My experience with JAI
This was supposed to be a chapter on evaluating the language in a larger game prototype post mortem, but it got long, so it became its own thing.
I used the language this summer for a videogame project that is around 15k lines of code at the time of writing this post, so not huge, but not exactly tiny anymore. The code constitutes a 2D puzzle game (running both on Windows, macOS and in the browser) and an automatic solver for the game's puzzles. If the game grows, there will likely also be a puzzle generator, more powerful asset system, better graphics, etc.
This post is written from the perspective of a programmer who values first principles thinking and is directed by a handmade ethos, but at the same time, because of historical circumstances, has been programming mainly in a C-like subset of Rust for the last years 8 years (with a little bit of C sprinkled here and there). I apologize in advance to the people with hardcode C background: some of the ideas presented here will likely be obvious to you, but they were not immediately obvious to me a few years ago. I had to grow into them.
The overall experience with JAI was one underlined by pragmaticism. I didn't really have to think about the language very much. It let me do what I wanted, leaving the responsibility of cleaning my own mess to me, but also giving me the tools to do the cleaning. This is a good fit for projects with complicated or unclear designs. These need a lot of iteration and experimentation, but shipping any project requires hardening: systematizing, fixing bugs, optimization. So, somewhere during development, you want to transition from being messy and unconstrained to being organized and precise. JAI allows you to turn this dial as needed, and gives you tools to gradually improve the quality: metaprogramming, profiling tools, instrumenting allocations, visualization tools, etc. To be fair, in my project, I utilized the "let me make a mess" aspect of the language more than the "help me clean it up" one, both because the game is still small enough for it to not require large-scale cleanup before shipping the current prototype version, and this also isn't my first game, so at this point I can avoid some programming and design mistakes ahead of time.
Codex view of the WASM build of the game.
Here's things that resonated with me, followed by a few reservations. Both lists are by no means complete, rather the items are mostly what I encountered while working on the game.
Things that spoke to me
- Pointers and indices are 64-bit and signed. No size_t/usize that have different sizes based on the target CPU. Being signed, you don't need to care about underflow when doing arithmetic. This is a breath of fresh air. Yes, being 64-bit always makes it hard to port JAI to non-64-bit platforms, so it is something to consider if you know you are going to need that. However, today all of consumer PCs, servers, Macs, consoles, phones and tablets, and now even WASM is 64-bit, so you are able to target quite a few platforms even with this design decision.
- Integer types widen automatically, but truncating or reinterpretting requires an explicit cast. This is a small thing, perhaps it is obvious that this is how it should be, but both C, C++ and Rust do get this wrong. C and C++ have implicit conversions that happily lose data, while Rust goes overboard and requires you to explicitly convert even when widening.

■ ■ ■

**TO DO**
Pick up the post about using the JAI programming language after its final sentence and continue writing it.

**MATERIAL SUPPLIED**
■ ■ ■

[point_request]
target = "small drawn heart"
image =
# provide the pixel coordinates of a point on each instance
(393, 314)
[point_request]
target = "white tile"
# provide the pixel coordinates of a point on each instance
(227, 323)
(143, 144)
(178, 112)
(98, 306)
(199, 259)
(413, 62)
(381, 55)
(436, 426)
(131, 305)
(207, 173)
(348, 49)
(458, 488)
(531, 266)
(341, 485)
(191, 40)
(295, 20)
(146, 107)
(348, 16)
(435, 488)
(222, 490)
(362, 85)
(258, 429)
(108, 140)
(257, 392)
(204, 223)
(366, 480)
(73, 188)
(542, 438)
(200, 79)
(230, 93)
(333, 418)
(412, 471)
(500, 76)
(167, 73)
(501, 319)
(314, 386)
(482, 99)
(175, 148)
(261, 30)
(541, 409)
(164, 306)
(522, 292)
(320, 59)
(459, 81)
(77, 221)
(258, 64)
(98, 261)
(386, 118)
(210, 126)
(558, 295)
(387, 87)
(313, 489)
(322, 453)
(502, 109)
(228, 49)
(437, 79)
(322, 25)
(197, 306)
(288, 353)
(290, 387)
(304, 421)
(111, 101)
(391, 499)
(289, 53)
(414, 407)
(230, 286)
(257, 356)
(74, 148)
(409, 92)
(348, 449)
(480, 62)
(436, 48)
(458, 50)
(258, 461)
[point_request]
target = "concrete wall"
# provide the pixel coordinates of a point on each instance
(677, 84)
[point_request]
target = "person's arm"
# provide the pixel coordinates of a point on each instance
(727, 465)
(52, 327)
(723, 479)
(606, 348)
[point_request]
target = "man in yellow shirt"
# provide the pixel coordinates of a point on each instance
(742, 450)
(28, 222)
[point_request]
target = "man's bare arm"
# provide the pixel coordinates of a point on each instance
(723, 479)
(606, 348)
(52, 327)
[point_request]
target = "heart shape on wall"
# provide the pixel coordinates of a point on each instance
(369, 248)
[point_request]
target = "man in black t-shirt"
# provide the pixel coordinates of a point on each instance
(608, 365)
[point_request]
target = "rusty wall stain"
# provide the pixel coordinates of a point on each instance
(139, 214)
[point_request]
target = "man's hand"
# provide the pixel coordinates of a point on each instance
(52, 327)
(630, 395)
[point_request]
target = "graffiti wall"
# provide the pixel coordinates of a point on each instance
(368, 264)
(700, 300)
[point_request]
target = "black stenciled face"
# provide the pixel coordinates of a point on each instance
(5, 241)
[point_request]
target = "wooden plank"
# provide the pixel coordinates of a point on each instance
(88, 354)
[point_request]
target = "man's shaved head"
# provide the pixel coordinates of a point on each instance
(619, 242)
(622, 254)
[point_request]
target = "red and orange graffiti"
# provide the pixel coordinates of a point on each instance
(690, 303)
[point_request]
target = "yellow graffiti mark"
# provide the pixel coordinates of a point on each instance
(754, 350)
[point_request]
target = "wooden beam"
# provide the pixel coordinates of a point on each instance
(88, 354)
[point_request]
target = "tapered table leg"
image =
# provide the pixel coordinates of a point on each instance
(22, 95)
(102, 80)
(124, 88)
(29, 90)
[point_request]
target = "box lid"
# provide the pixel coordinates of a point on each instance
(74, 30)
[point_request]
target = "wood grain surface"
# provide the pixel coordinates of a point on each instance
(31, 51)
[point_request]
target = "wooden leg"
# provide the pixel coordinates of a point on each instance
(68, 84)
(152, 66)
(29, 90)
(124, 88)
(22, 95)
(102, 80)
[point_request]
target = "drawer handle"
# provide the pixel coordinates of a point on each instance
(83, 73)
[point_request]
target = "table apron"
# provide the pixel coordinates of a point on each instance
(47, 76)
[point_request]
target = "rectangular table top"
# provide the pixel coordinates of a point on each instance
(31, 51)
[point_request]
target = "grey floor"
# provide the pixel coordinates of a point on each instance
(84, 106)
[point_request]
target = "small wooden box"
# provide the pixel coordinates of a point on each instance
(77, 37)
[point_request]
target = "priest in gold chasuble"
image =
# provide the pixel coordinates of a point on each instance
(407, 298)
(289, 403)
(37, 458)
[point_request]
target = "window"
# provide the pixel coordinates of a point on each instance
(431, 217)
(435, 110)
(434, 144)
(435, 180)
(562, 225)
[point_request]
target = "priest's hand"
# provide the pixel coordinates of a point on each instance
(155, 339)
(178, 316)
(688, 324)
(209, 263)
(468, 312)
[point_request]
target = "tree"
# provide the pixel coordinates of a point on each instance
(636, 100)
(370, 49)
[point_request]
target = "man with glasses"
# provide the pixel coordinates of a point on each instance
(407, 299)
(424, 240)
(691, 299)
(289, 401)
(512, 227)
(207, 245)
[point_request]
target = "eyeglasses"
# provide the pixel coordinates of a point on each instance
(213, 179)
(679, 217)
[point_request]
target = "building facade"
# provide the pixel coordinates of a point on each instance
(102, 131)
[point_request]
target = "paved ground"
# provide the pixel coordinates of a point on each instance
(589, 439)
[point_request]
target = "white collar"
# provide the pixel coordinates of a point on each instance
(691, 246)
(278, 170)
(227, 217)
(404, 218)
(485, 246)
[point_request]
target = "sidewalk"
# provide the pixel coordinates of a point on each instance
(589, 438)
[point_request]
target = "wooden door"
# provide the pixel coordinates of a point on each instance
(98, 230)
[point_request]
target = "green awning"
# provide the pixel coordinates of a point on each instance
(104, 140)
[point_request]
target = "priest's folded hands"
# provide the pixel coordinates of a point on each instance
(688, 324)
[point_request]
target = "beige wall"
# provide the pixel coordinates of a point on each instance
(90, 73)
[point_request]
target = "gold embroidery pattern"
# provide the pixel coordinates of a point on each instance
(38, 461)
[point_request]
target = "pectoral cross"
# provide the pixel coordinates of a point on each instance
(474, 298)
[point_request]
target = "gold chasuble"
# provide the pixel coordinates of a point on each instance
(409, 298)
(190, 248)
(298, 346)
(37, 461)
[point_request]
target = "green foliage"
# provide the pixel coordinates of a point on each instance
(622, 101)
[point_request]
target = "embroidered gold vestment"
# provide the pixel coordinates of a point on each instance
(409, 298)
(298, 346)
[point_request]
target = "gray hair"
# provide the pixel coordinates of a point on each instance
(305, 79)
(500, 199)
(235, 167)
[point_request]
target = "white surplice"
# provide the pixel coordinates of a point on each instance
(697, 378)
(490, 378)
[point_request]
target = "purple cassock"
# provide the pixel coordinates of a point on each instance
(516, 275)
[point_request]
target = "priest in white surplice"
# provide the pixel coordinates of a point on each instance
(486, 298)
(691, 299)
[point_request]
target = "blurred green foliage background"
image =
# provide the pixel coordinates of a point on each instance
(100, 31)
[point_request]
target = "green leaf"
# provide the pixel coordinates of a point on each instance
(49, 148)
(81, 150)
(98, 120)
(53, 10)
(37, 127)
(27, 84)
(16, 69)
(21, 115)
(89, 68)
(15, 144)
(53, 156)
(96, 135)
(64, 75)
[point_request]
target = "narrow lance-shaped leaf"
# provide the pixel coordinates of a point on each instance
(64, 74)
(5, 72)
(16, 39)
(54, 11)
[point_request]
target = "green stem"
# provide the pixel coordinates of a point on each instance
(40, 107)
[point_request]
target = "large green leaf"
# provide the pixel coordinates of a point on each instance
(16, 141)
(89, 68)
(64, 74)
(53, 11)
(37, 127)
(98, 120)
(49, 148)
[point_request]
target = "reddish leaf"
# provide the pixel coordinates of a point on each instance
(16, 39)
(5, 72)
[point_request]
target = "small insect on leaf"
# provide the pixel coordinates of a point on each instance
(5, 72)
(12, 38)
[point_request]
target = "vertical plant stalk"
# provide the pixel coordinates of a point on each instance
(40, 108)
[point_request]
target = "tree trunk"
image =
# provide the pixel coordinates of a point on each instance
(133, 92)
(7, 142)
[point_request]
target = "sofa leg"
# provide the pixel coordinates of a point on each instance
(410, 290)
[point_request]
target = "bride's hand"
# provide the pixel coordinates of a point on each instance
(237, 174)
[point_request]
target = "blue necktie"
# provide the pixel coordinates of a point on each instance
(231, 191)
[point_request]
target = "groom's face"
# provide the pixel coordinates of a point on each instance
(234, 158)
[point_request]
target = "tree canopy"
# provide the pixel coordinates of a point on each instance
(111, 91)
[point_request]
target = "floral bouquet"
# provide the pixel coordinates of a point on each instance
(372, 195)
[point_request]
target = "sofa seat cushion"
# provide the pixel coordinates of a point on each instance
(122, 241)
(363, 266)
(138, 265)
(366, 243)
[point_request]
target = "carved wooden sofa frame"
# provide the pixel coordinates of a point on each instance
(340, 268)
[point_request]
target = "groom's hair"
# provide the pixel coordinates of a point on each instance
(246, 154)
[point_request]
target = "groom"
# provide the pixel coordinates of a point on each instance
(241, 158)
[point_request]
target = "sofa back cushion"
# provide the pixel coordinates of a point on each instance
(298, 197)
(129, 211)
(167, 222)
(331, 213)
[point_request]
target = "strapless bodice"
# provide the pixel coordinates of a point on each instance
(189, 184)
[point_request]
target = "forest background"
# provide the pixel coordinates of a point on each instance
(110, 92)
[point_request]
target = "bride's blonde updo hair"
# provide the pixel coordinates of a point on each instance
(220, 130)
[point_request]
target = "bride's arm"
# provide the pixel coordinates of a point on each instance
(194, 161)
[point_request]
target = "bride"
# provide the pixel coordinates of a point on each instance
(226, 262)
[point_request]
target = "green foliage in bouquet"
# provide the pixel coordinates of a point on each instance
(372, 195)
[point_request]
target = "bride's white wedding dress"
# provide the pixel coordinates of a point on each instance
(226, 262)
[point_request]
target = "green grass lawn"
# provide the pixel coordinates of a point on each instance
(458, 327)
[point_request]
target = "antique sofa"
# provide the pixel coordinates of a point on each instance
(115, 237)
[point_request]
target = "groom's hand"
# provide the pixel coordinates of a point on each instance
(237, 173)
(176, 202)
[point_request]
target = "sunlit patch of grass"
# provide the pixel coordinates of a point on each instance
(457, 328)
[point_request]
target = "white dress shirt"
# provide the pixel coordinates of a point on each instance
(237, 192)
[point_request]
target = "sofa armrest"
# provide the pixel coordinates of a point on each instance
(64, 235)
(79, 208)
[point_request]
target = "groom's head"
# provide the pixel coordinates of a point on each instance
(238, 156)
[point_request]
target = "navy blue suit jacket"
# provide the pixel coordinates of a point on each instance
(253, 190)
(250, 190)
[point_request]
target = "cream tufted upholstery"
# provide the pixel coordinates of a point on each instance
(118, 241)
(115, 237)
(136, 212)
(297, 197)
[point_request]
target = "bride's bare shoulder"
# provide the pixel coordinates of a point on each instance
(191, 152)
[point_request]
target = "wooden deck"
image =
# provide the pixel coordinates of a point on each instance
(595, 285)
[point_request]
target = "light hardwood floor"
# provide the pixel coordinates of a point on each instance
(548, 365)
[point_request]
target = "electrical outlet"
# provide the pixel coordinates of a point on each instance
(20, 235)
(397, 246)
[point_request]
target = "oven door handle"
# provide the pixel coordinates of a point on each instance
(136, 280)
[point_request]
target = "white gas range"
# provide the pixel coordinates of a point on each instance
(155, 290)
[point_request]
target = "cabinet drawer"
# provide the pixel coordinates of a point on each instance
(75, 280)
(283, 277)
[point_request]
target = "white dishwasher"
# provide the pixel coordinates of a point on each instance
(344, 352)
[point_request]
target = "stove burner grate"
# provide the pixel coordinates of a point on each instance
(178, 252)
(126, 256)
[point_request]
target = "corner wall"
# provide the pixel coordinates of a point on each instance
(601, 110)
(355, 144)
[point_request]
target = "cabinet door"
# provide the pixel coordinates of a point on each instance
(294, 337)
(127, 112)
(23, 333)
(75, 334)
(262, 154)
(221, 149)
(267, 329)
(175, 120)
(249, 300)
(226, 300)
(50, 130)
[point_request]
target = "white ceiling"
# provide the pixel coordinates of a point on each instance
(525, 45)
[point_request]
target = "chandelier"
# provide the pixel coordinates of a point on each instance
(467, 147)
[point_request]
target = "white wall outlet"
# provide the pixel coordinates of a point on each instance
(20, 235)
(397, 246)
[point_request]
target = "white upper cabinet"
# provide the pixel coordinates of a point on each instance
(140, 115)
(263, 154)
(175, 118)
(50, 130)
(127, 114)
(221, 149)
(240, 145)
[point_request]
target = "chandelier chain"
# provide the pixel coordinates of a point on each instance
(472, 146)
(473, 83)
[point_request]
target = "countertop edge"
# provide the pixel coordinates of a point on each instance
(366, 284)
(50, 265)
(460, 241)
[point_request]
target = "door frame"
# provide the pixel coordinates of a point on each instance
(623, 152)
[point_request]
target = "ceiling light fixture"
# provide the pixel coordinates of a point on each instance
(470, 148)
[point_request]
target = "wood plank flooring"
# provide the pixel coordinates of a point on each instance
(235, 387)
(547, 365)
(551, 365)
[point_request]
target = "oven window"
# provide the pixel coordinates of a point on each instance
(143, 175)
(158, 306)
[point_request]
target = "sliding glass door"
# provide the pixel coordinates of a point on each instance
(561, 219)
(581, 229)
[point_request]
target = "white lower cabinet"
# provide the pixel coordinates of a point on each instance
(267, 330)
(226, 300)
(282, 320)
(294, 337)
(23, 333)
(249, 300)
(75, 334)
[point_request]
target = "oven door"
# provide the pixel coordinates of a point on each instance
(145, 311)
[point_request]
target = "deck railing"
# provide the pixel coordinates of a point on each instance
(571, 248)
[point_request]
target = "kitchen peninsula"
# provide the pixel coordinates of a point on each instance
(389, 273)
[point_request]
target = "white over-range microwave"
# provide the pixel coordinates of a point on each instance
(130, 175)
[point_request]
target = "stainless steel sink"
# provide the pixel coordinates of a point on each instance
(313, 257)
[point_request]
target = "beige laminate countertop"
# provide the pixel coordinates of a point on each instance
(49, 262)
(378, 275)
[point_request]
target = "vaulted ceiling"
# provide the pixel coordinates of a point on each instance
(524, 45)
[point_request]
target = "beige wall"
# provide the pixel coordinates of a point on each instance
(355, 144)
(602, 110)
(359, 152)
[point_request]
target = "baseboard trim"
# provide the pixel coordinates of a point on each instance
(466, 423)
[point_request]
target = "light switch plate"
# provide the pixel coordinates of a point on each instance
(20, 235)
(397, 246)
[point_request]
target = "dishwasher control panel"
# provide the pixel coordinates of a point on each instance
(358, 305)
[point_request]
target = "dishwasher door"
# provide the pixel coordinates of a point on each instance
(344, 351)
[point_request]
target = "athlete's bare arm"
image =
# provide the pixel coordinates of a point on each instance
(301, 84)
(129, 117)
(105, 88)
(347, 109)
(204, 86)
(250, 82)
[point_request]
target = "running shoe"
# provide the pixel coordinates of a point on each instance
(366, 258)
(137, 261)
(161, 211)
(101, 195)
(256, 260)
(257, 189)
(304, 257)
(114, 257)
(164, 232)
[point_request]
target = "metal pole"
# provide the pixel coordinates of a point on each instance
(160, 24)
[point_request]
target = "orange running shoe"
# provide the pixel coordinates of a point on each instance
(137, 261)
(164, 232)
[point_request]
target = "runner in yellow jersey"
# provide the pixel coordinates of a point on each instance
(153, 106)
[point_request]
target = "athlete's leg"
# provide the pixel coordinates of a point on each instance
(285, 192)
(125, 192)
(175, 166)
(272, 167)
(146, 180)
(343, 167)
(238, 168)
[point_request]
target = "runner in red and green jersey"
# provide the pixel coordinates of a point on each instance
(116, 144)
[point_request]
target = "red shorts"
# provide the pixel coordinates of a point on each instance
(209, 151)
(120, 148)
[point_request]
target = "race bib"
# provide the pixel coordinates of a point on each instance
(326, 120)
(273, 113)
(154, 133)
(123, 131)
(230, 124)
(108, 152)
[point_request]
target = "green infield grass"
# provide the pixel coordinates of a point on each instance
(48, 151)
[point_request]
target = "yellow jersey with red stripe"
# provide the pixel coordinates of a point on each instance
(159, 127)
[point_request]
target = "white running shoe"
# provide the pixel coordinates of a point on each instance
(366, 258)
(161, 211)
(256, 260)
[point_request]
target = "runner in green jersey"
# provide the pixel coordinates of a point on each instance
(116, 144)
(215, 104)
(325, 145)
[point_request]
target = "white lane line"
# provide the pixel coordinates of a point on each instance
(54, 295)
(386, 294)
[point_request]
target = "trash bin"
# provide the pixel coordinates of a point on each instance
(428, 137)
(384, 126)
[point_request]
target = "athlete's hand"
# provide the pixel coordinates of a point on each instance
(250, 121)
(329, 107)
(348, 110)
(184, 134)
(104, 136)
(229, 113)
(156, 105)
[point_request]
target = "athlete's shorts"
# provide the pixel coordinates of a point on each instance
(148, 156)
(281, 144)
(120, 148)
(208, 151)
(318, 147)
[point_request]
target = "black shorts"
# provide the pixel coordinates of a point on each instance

■ ■ ■

**ANSWER FOR THE TASK**
- Structs are plain old data and can contain any bytes you like. Again, this is obvious, and yet people get this wrong. In JAI, there is no such thing as compiler-exploited unused bits (e.g. struct padding or upper bits of booleans, pointers or enums) that would escalate your correctness bugs to UB. For contrast, in languages with heavy typesystems, there is a "correct by construction" philosophy: you can only create correct values for a type, e.g. NonZeroU32, but you can imagine creating your own types with various upheld invariants. This allegedly makes your program more correct. While it initially might seem enticing, I disagree with this philosophy, as the cost far outweighs any correctness benefits. The cost is that you can not treat these values as plain data anymore. Zero-copy deserialization is now not possible, because the compiler could have generated code that acted on the "unused" bits, and just the act of creating a value with an invalid bit pattern is now instant UB. Need to deserialize gigabytes of data from disk? If it has attached invariants that the compiler assumes, you can not just reinterpret the memory after you load the file (a common way of cheap deserialization of simpler binary formats), but also have to validate the raw bytes before you cast, otherwise you'll get UB instead of just a correctness bug. This might seem like a minor thing, but in my last game project this came up so often that I eventually had to rewrite multiple systems (entity storage, serialization, undo buffers), until I finally arrived at the conclusion that I should just have gone the plain old data route from the beginning. Fortunately, in JAI, you are not discouraged from plain old data.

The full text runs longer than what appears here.